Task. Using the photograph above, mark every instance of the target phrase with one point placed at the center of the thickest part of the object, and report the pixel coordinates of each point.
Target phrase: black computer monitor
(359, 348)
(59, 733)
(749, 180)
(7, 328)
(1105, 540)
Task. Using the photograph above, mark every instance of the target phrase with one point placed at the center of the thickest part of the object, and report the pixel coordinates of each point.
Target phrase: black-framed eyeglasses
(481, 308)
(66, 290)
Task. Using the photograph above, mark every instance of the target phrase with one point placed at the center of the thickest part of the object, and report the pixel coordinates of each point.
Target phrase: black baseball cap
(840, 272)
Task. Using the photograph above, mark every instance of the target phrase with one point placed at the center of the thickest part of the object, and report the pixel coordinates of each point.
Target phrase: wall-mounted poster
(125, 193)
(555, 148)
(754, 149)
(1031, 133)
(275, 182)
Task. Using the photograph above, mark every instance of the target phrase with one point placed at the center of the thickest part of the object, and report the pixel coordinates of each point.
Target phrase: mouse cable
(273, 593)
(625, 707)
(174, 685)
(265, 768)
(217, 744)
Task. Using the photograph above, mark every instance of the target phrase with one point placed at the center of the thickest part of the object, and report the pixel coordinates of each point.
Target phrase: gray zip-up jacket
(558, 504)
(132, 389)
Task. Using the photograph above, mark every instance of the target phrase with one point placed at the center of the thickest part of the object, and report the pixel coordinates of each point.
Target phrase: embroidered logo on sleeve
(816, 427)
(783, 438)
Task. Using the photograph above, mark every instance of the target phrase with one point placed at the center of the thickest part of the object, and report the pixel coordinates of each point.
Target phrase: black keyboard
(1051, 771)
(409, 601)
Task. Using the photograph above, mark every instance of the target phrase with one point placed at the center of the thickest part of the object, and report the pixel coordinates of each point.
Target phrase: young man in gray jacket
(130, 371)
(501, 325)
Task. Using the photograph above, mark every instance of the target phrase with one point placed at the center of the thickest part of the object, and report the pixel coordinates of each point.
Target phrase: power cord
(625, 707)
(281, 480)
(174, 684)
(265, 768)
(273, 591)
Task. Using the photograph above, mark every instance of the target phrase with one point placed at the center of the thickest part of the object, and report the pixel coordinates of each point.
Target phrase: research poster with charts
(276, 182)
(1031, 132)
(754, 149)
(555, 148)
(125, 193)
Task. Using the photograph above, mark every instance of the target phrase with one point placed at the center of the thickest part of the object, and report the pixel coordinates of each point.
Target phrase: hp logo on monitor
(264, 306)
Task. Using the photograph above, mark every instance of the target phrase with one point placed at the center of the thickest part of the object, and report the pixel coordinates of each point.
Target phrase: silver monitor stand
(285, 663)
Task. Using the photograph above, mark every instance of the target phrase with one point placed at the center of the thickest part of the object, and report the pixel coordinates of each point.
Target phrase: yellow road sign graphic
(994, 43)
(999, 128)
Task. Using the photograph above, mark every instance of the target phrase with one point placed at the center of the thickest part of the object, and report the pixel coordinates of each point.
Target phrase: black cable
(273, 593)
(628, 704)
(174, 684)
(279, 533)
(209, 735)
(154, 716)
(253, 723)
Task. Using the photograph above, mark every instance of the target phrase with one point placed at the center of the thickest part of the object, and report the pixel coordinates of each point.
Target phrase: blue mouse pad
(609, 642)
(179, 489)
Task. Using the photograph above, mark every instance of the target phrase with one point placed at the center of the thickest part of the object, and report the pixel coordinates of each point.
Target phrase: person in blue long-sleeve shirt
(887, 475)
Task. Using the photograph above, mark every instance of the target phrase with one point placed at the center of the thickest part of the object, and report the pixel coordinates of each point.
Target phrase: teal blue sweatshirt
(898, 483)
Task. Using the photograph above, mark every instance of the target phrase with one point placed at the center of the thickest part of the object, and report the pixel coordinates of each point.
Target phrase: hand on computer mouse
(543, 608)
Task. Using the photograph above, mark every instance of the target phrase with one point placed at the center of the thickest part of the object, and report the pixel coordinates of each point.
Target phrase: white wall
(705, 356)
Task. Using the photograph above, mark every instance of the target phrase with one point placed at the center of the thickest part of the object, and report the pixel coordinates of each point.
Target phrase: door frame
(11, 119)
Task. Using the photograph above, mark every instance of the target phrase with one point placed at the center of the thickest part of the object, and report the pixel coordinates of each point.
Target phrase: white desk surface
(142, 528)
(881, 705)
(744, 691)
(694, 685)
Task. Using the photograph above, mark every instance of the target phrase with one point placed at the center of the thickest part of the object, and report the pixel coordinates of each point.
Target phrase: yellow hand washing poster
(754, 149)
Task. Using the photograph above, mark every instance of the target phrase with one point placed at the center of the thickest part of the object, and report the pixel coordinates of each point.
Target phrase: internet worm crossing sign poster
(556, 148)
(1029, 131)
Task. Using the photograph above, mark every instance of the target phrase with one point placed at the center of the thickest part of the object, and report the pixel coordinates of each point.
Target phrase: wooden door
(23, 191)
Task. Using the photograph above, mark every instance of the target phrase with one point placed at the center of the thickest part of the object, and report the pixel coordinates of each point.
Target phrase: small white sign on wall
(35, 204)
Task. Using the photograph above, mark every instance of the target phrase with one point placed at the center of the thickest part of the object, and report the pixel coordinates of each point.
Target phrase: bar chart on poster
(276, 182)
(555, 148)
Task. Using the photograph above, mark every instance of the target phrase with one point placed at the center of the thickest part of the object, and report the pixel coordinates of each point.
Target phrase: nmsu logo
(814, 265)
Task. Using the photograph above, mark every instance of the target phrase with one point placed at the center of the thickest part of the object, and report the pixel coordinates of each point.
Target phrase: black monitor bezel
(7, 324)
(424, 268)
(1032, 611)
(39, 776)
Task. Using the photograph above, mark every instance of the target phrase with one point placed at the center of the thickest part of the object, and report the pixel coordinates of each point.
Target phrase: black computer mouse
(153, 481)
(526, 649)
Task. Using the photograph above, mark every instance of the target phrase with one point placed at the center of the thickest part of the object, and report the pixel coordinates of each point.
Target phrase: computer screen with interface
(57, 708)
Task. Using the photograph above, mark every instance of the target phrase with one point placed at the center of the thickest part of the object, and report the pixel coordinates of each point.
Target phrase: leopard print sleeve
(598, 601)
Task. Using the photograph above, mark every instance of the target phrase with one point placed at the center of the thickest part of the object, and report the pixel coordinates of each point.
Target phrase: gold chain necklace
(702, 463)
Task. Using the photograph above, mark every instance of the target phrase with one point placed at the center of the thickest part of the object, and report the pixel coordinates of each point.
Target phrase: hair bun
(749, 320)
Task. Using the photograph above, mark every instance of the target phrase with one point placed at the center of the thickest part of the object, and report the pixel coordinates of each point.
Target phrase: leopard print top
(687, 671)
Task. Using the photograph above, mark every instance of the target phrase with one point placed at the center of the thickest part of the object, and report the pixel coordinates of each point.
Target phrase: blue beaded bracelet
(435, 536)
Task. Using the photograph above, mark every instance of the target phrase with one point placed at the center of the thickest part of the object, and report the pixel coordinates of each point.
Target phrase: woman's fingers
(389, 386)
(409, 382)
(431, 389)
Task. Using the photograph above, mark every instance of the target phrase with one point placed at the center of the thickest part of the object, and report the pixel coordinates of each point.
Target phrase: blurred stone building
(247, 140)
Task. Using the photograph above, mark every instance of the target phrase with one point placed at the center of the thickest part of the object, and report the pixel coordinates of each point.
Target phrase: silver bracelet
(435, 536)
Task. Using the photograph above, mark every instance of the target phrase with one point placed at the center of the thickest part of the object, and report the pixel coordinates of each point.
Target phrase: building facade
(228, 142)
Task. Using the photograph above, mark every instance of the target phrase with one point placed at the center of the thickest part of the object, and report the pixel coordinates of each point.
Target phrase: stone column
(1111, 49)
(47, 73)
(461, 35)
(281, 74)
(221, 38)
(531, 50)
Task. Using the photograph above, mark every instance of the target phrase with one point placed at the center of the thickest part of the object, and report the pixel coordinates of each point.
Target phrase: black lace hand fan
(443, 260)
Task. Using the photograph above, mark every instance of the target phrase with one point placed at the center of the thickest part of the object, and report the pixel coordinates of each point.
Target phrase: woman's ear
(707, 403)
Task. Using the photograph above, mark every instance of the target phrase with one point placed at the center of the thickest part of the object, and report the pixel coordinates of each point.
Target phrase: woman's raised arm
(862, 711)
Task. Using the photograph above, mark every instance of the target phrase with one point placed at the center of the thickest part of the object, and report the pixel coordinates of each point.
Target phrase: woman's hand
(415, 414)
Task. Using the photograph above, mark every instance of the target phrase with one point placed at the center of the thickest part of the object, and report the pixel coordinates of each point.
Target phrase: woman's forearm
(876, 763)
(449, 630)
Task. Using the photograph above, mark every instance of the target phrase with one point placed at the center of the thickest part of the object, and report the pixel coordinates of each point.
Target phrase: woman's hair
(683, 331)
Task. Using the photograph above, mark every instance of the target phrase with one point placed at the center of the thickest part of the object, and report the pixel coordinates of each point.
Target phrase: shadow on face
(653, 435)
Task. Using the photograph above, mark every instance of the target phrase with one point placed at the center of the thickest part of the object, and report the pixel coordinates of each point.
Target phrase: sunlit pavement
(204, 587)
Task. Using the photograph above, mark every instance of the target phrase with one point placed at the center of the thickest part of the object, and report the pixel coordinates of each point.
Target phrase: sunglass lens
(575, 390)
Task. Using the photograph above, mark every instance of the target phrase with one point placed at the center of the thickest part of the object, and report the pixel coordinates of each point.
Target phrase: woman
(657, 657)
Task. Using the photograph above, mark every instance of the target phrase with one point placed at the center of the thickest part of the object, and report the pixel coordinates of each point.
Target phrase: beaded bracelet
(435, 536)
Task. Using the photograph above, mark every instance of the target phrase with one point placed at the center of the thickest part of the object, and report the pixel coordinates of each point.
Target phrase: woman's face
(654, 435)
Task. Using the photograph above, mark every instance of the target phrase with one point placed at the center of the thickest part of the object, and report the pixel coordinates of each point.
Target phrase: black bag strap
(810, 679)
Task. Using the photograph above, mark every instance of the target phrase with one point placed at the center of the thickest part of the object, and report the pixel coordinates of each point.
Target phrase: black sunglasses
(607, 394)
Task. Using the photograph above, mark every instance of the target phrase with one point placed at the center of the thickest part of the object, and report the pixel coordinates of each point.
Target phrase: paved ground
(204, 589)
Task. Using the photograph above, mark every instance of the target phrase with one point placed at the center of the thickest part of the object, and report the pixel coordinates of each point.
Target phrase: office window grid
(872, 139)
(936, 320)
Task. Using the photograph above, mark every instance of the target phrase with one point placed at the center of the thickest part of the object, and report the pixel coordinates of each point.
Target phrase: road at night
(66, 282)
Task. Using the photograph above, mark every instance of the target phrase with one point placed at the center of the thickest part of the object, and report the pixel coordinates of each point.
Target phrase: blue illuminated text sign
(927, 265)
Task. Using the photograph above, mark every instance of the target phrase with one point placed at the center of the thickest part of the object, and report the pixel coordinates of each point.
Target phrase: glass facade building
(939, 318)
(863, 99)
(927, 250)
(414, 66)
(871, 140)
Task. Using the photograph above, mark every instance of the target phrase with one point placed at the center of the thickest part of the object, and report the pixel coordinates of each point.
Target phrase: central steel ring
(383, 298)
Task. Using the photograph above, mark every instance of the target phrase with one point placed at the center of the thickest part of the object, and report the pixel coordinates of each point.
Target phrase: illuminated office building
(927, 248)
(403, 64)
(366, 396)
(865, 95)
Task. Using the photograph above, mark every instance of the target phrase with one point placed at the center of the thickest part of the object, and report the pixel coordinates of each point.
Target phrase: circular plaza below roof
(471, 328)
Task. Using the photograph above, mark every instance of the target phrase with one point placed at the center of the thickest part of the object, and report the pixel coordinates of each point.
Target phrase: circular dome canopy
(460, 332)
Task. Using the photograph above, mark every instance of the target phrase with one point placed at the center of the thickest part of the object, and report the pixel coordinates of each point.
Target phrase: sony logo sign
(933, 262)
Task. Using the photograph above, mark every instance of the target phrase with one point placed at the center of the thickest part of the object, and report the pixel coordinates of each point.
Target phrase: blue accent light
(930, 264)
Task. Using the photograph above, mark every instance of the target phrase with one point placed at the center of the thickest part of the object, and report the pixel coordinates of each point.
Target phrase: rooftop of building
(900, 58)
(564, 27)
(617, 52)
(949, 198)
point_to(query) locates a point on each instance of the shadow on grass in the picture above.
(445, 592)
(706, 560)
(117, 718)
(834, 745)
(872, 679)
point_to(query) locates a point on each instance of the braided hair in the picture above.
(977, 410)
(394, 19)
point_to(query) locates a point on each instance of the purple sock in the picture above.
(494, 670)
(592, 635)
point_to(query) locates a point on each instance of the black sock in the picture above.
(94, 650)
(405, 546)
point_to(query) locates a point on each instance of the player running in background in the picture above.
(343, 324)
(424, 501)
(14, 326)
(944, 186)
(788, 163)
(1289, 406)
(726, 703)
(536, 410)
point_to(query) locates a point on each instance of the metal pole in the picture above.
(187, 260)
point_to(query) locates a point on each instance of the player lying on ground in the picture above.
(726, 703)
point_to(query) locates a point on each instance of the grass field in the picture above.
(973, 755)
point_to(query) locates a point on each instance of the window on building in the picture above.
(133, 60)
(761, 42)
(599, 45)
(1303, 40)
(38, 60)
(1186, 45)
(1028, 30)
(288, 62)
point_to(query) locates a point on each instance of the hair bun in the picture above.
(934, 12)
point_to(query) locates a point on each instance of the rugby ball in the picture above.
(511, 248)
****************************************
**Exercise objective**. Beginning with the line in which "point_to(query) locates a point on each instance of the braided" appears, set down each line through the last one in the listing, unchanged and with no extras.

**Solution to the exercise**.
point_to(query) locates a point on each instance of the braided hair in the picture above.
(977, 410)
(394, 19)
point_to(query) locates a point on each instance of the purple sock in the picture above.
(494, 670)
(592, 635)
point_to(query) locates a point on each instance of the black sock in the picture above.
(94, 650)
(405, 546)
point_to(query) locates a point on each instance of the player running in background in the picture above.
(343, 324)
(424, 501)
(14, 326)
(944, 186)
(788, 163)
(1289, 406)
(726, 703)
(536, 410)
point_to(query) locates a point on each instance of the metal pole in the picture above.
(187, 260)
point_to(query) locates a point on each instance of the player lying on ground in the picture above.
(726, 703)
point_to(query) locates a point on each instance of the grass field in the picture above.
(973, 755)
point_to(query) locates a point on each instance of the window on building in the picture above.
(133, 60)
(761, 42)
(599, 45)
(1303, 40)
(38, 60)
(1186, 45)
(1028, 30)
(288, 62)
point_to(query) locates a point on each instance of the hair bun in the picture above.
(934, 12)
point_to(query) locates a point on each instance of the rugby ball in the picture above.
(511, 248)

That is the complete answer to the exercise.